## PROBLEM DESCRIPTION
Every line from the one bearing "Target: black field cap" through the last line of the entries should be printed exactly, with no other output.

________________________________________

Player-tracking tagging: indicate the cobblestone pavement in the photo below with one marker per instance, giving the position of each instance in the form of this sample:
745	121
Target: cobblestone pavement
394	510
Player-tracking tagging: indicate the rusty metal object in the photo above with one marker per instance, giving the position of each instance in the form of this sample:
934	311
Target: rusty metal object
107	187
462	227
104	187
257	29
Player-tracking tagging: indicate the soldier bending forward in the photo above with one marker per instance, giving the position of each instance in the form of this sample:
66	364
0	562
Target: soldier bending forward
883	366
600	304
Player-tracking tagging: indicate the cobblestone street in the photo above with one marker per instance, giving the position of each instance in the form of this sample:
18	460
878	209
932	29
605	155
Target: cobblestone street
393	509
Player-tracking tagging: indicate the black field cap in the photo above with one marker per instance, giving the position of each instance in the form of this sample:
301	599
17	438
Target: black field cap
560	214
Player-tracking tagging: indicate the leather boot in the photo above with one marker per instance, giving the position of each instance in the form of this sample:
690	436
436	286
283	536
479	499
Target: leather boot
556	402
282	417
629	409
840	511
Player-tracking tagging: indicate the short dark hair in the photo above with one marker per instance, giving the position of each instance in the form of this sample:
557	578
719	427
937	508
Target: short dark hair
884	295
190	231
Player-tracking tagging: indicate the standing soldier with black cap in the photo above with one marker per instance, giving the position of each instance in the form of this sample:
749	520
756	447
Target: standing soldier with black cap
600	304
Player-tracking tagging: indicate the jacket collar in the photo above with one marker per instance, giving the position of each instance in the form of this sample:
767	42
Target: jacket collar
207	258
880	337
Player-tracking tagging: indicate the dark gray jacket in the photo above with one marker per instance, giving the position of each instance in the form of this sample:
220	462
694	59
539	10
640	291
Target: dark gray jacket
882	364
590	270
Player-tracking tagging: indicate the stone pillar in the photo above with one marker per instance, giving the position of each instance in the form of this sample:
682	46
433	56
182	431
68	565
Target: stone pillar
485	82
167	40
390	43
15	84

________________________________________

## RESPONSE TO THE EXERCISE
Target: black field cap
560	214
Player-tracking tagging: indicate the leather boot in the photo above with one marker per instance, giving the position of each instance in the form of this sample:
690	436
436	286
283	536
479	499
Target: leather boot
556	402
282	417
629	409
840	511
Player-tracking tagging: indicate the short dark hair in the photo above with one marker per instance, giving the position of each instance in the form of this sample:
557	578
719	427
937	508
Target: short dark hair
884	295
190	231
Player-tracking tagging: indicate the standing soldier with black cap in the photo above with one marker per instance, giving the position of each instance in the form of this sample:
749	520
756	447
Target: standing soldier with black cap
600	304
Player-tracking tagging: indicate the jacket collar in the photo above with one marker per instance, giving the position of each instance in the form of this sample:
767	42
Target: jacket collar
207	258
880	337
Player-tracking tagging: indicate the dark gray jacket in the photo above with one marker per instance, giving the position of each instance in the form of this sample:
220	462
694	59
539	10
640	291
Target: dark gray jacket
882	364
590	270
Player-tracking tagging: indicate the stone pillar in the photo above with one marker per instance, giving the position of each instance in the form of this sample:
682	46
433	56
182	431
68	565
Target: stone pillar
485	82
167	40
390	43
15	84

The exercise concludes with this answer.